_Your task:_ Aim for an exact copy of the listing, without any images.

_Supplied records:_
····················

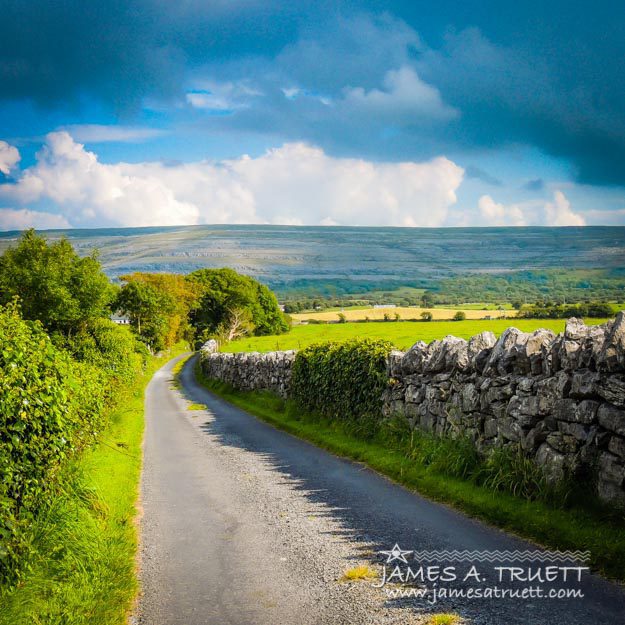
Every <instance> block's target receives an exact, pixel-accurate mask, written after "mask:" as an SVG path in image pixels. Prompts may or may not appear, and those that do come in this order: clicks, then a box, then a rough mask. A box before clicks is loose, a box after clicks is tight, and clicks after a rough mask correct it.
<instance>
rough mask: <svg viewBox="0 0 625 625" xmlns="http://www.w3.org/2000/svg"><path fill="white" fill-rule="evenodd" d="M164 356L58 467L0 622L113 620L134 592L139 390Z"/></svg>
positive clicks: (4, 605)
mask: <svg viewBox="0 0 625 625" xmlns="http://www.w3.org/2000/svg"><path fill="white" fill-rule="evenodd" d="M182 351H184V350H182V349H178V350H176V351H174V352H173V353H171V354H169V355H168V357H167V358H156V357H154V358H151V359H150V361H149V362H148V366H147V367H146V371H145V372H144V373H143V374H142V375H141V376H139V378H138V379H137V380H136V381H135V382H134V384H133V385H132V386H131V387H129V388H127V389H126V391H125V392H124V394H123V395H122V396H121V397H120V401H119V403H118V407H116V408H115V409H114V410H113V411H112V412H111V414H110V415H109V425H108V427H107V429H106V430H105V432H104V434H103V435H102V437H101V439H100V441H99V443H98V444H97V445H96V446H95V447H93V448H92V449H90V450H89V451H87V452H86V453H85V454H83V455H82V456H81V457H80V458H78V459H76V460H75V461H74V462H72V463H71V465H70V466H69V467H68V468H67V469H66V470H65V475H64V476H63V479H62V480H59V482H60V484H62V487H61V488H60V489H59V492H58V494H57V496H56V497H55V498H54V502H53V503H52V505H51V506H50V507H48V508H46V509H45V510H41V511H40V513H39V515H38V517H37V519H36V521H35V524H34V526H33V533H32V546H33V549H32V553H31V555H30V556H29V561H28V563H27V566H28V573H27V575H26V577H25V579H24V580H23V581H22V582H21V583H20V584H19V585H18V586H17V587H16V588H14V589H11V590H7V589H0V625H22V624H23V625H43V624H45V625H57V624H58V625H83V624H85V625H86V624H89V625H117V624H120V625H121V624H122V623H125V622H126V619H127V616H128V611H129V609H130V607H131V605H132V602H133V600H134V597H135V595H136V592H137V578H136V560H135V556H136V551H137V526H136V516H137V508H136V504H137V496H138V492H139V477H140V473H141V462H142V455H141V443H142V439H143V428H144V418H143V417H144V402H143V395H144V390H145V387H146V385H147V383H148V382H149V381H150V378H151V377H152V375H153V374H154V372H155V371H156V370H157V369H158V368H159V367H161V366H162V365H163V364H165V362H167V359H168V358H169V357H173V356H175V355H176V354H177V353H181V352H182Z"/></svg>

····················

_Answer section:_
Every <instance> block's target receives an exact, pixel-accurate mask, written after "mask:" as an SVG path in image pixels. Prompts may or may not appear, and those that do come in this order: clicks, then a box, then a rough mask. A box before clicks is loose, a box after clicks is tight, and clicks after a rough mask correct it.
<instance>
rough mask: <svg viewBox="0 0 625 625" xmlns="http://www.w3.org/2000/svg"><path fill="white" fill-rule="evenodd" d="M164 356L58 467L0 622L113 620L134 592L139 390Z"/></svg>
positive clicks: (4, 605)
mask: <svg viewBox="0 0 625 625" xmlns="http://www.w3.org/2000/svg"><path fill="white" fill-rule="evenodd" d="M182 351H184V350H182V349H178V350H176V351H174V352H173V353H171V354H169V355H168V357H167V358H156V357H154V358H151V359H150V361H149V362H148V366H147V367H146V371H145V372H144V373H143V374H142V375H141V376H139V378H138V379H137V380H136V381H135V382H134V384H133V385H132V386H131V387H129V388H127V389H126V391H125V392H124V394H123V395H122V396H121V397H120V401H119V403H118V407H116V408H115V409H114V410H113V411H112V412H111V414H110V415H109V425H108V427H107V429H106V430H105V432H104V434H103V435H102V437H101V439H100V441H99V443H98V444H97V445H96V446H95V447H93V448H92V449H90V450H89V451H87V452H86V453H85V454H83V455H82V456H81V457H80V458H78V459H76V460H75V461H74V462H72V463H71V465H70V466H69V467H68V468H67V469H66V470H65V475H64V476H63V479H62V480H59V482H60V484H62V487H61V488H60V489H59V492H58V494H57V496H56V497H55V498H54V502H53V503H52V505H51V506H50V507H48V508H46V509H45V510H41V511H40V513H39V515H38V517H37V519H36V521H35V524H34V526H33V533H32V546H33V549H32V553H31V555H30V556H29V561H28V563H27V566H28V573H27V575H26V577H25V579H24V580H23V581H22V582H21V583H20V584H19V585H18V586H17V587H16V588H14V589H11V590H7V589H0V625H22V624H23V625H43V624H45V625H57V624H58V625H83V624H85V625H86V624H89V625H117V624H120V625H121V624H122V623H125V622H126V619H127V616H128V611H129V609H130V607H131V605H132V602H133V600H134V597H135V595H136V592H137V578H136V560H135V556H136V551H137V526H136V516H137V508H136V504H137V496H138V492H139V477H140V473H141V462H142V455H141V443H142V439H143V428H144V418H143V417H144V402H143V395H144V390H145V387H146V385H147V383H148V382H149V381H150V378H151V377H152V375H153V374H154V372H155V371H156V370H157V369H158V368H159V367H161V366H162V365H163V364H165V362H167V359H168V358H169V357H173V356H175V355H176V354H177V353H181V352H182Z"/></svg>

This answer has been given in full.